Continue the notebook text on the stochastic linear bandits lab from the point where it stops.

#### Document passage:
▬▬▬▬▬▬▬▬▬▬
# Lab on Stochastic Linear Bandits :

We provide the environment to run a standard linear bandit experiment. The objective of this lab session is to understand how to implement LinUCB, the algorithm seen in class and its variant LinTS. We shall see that in practice there are some shortcomings in the implementation to make it efficient so we will guide you to obtain a working version. 

Questions are inline in the notebook and some reserved space are allocated for answers, but feel free to add cells for remarks and run your own experiments to test hypotheses you may have. 


**Report instructions**: Please export this notebook as a .tex file. Then, edit it and properly compile it into a pdf and 
only submit what is below the section ``Linear Bandit Agents''. Please make sure your name and that of your co-author are either indicated in the section head below or in the tex title commands.
Finally, please check your document before submitting. Given the volume of reports, we cannot guarantee to follow up on corrupted or unreadable reports. 

Note: To export, you might need to follow the steps at https://nbconvert.readthedocs.io/en/latest/install.html#installing-tex.


In [None]:

import numpy as np
from model import Environment, Agent
from display import plot_regret


from scipy.stats import bernoulli
from math import log

import random
import sys
import matplotlib.pyplot as plt
%matplotlib inline

import seaborn as sns

# Action generators 
The provided function helps the environment to generate random action sets of size K in dimension d. All actions are renormalized. You can see an example below. 

In [None]:
def randomActionsGenerator(K,d, mean=None):
    """
    K: int -- number of action vectors to be generated
    d : int -- dimension of the action space
    returns : an array of K vectors uniformly sampled on the unit sphere in R^d
    """
    if mean is None:
        mean = np.zeros(d)
    vecs = np.random.multivariate_normal(mean, np.eye(d), size=K)
    norms = np.linalg.norm(vecs,axis=1)
    return vecs / norms[:,np.newaxis]

In [None]:
a = randomActionsGenerator(20,2)


In [None]:
plt.scatter(a[:,0],a[:,1])

# Environment Class

The environment class allows to create 3 types of linear bandit problems: 
* 'fixed' : normally requires a fixed_actions input (otherwise randomly generated at start) which is kept all along the game;
* 'arbitrary': at each round, an 'arbitrary' set of actions is chosen and here we decided to simply create a pool of (d x K) vectors and let the environment choose K of them without replacement at each round;
* 'iid' : at each round, the environment samples K actions at random on the sphere.

For each of these types of game, the class is used to generate the action sets at each round and the reward for a chosen action (chosen by an Agent, see the "Play!" section for the details of the interaction).

In [None]:
class LinearBandit(Environment):
    
    def __init__(self, theta, K, pb_type, model='gaussian', var=1., fixed_actions=None):
        """
▬▬▬▬▬▬▬▬▬▬
[Saved data entries]
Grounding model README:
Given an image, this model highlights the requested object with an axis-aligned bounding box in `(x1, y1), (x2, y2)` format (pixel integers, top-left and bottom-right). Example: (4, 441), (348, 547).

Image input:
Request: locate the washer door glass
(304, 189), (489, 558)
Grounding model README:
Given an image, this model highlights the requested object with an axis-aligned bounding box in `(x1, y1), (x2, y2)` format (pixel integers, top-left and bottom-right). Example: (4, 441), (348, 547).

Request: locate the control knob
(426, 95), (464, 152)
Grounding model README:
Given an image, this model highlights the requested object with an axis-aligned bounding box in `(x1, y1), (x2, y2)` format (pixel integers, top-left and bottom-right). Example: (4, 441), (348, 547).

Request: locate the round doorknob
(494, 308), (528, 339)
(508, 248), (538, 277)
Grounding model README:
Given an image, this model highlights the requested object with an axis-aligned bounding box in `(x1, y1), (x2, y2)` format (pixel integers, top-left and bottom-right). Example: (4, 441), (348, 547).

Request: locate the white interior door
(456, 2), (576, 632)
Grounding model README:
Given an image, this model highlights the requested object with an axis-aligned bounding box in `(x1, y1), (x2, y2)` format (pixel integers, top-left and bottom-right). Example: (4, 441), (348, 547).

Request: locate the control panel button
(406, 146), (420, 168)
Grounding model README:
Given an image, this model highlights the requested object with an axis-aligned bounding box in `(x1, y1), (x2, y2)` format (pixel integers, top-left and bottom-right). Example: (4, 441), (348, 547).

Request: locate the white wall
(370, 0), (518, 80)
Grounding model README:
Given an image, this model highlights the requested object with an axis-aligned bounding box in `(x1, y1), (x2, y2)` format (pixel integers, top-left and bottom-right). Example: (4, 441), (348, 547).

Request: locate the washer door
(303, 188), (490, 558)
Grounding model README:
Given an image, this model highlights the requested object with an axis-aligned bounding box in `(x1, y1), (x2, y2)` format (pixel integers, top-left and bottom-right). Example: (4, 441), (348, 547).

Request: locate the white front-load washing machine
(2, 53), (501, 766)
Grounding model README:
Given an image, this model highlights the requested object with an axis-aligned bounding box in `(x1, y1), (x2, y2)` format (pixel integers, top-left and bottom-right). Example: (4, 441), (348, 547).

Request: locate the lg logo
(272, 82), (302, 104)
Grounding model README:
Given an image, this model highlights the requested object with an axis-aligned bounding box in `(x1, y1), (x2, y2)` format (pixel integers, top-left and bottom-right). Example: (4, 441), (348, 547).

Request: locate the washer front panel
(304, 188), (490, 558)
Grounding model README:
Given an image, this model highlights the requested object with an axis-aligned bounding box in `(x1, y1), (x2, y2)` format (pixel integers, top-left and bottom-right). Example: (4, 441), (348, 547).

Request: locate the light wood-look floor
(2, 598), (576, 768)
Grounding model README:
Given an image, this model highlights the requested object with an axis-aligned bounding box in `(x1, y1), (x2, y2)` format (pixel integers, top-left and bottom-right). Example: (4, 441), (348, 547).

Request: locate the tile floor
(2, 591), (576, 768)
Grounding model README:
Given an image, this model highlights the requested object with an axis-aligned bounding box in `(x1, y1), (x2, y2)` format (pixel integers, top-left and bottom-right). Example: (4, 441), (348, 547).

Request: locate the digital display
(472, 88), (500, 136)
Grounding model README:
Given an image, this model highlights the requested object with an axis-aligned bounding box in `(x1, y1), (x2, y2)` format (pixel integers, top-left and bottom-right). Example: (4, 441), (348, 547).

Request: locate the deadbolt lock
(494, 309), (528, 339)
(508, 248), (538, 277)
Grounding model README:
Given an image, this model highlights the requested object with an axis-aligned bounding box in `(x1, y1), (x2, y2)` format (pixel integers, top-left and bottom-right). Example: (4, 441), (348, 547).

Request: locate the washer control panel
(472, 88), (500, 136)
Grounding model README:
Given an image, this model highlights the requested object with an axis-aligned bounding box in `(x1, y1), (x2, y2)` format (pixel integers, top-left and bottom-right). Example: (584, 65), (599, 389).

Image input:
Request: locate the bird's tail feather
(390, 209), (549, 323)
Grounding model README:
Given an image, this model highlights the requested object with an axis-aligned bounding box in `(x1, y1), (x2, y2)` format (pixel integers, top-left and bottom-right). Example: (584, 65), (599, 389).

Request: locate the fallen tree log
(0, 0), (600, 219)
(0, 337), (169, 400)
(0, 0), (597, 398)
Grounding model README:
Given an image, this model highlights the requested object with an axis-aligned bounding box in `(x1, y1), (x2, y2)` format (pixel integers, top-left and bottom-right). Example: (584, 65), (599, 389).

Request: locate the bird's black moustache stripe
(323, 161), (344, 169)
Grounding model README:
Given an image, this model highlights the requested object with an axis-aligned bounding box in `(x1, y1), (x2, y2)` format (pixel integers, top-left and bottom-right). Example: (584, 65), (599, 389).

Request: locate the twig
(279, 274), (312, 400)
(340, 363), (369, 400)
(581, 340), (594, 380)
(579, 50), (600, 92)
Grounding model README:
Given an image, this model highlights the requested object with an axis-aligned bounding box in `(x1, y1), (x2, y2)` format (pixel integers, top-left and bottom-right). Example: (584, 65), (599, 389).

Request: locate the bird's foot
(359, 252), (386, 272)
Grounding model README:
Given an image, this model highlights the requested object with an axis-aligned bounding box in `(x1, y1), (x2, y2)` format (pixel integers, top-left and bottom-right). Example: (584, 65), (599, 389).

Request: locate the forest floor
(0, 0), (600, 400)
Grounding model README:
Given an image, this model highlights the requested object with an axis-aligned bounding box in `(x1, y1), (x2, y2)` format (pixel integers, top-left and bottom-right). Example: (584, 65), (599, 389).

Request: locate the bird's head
▬▬▬▬▬▬▬▬▬▬
#### Written response:
        theta: d-dimensional vector (bounded) representing the hidden parameter
        K: number of actions per round (random action vectors generated each time)
        """
        self.model = model
        self.d = np.size(theta)
        self.theta = theta
        self.K = K
        self.var = var
        self.current_action_set = np.zeros(self.d)
        self.pb_type = pb_type
        if self.pb_type not in ['fixed', 'iid', 'arbitrary']:
            raise ValueError(pb_type, "this type of problem is unknown, either change it or define it :)")
            
        #Now, set up the game for the given type:
        if self.pb_type == 'fixed':
            if fixed_actions is not None:

                self.K, action_dim = fixed_actions.shape #safety reset of self.K in case different
                if action_dim != self.d: # safety check
                    raise ValueError(fixed_actions, "actions dimension and theta mismatch: fix your actions.")
                self.fixed_actions = fixed_actions
            else:
                #create a fixed action set:
                self.fixed_actions = randomActionsGenerator(self.K, self.d)
            
            self.current_action_set = self.fixed_actions
            
        elif self.pb_type == 'arbitrary':
            #generate d*K actions and then sample K from this set at each round
            # Note any other way to generate an arbitrary sequence can be used
            self.pool_of_actions = randomActionsGenerator(self.d * self.K, self.d)
            # select K actions without replacement in the pool:
            self.current_action_set = self.pool_of_actions[np.random.choice(self.d*self.K, self.K, replace=False)]
        elif self.pb_type == 'iid':
            # generate a random set
            self.current_action_set = randomActionsGenerator(self.K, self.d)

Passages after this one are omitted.